--- Start DATA ---

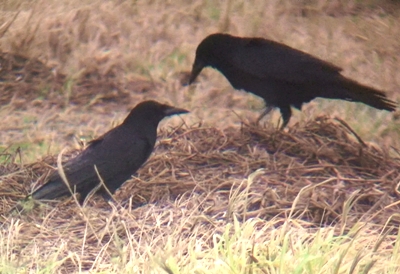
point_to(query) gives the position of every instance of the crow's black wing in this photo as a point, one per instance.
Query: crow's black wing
(267, 59)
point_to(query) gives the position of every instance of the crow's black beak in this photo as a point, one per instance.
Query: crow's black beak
(173, 111)
(197, 68)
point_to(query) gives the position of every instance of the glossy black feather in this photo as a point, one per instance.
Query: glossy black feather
(117, 155)
(279, 74)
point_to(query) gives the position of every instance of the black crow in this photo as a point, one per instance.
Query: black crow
(281, 75)
(117, 155)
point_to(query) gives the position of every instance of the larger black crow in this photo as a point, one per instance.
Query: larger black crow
(116, 155)
(279, 74)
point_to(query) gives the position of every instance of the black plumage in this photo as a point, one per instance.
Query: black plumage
(117, 155)
(281, 75)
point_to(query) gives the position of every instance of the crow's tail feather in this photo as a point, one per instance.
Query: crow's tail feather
(353, 91)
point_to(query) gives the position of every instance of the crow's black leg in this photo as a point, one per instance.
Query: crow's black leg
(286, 113)
(268, 109)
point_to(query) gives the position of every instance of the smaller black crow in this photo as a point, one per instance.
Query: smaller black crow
(281, 75)
(117, 155)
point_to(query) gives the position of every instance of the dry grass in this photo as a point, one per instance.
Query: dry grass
(217, 195)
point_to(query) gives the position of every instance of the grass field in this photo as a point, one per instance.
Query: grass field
(218, 194)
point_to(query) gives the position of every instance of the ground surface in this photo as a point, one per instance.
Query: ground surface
(218, 193)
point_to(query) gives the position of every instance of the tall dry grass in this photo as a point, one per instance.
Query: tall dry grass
(105, 56)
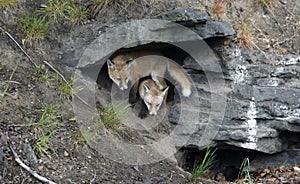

--- End DATA ---

-- WORK TO BE COMPLETED --
Reproduce every item above line for line and word for word, but leave out the pictures.

-- FULL SOLUTION --
point_to(query) gives the position of every instance of the crow's black wing in this photo as a point, one per instance.
Query: crow's black wing
(267, 59)
point_to(query) gives the position of every instance of the crow's black beak in this photo as a point, one per instance.
Query: crow's black beak
(173, 111)
(197, 68)
point_to(query) gives the position of every instance of the glossy black feather in this photo as a point, one per instance.
Query: glossy black feather
(117, 155)
(279, 74)
point_to(query) gives the position of every instance of the black crow in this photo as a point, one per instance.
Query: black crow
(281, 75)
(117, 155)
point_to(query) gives the position of every instance of the larger black crow in this photo as a point, one per instance.
Query: larger black crow
(116, 155)
(279, 74)
point_to(query) gives the position of every instance of the black plumage in this photo as a point, one per instance.
Query: black plumage
(117, 155)
(281, 75)
point_to(query) gives the position of every instance of the crow's tail feather in this photo as a point, one per instance.
Query: crow's tail feather
(353, 91)
point_to(query) gives the position of every instance of the crow's black leg in this photo as a point, one per instance.
Query: crow's black leg
(286, 113)
(268, 109)
point_to(query) gives the position of every instance of the smaller black crow in this photo as a point, one per instance.
Query: smaller black crow
(281, 75)
(117, 155)
point_to(query) gives the position of every instance of the dry grass in this photo as a point, one per instance.
Query: dry grass
(217, 195)
point_to(query) gives the position of every instance of the grass field in this photo as a point, one per instance.
Query: grass field
(218, 194)
point_to(query) gives the position of every instance of the ground surface in this photo as a point, one per instance.
Query: ground surface
(218, 193)
point_to(query) gives the position of every instance of the tall dry grass in this photo as a point, one per instance.
Query: tall dry grass
(105, 56)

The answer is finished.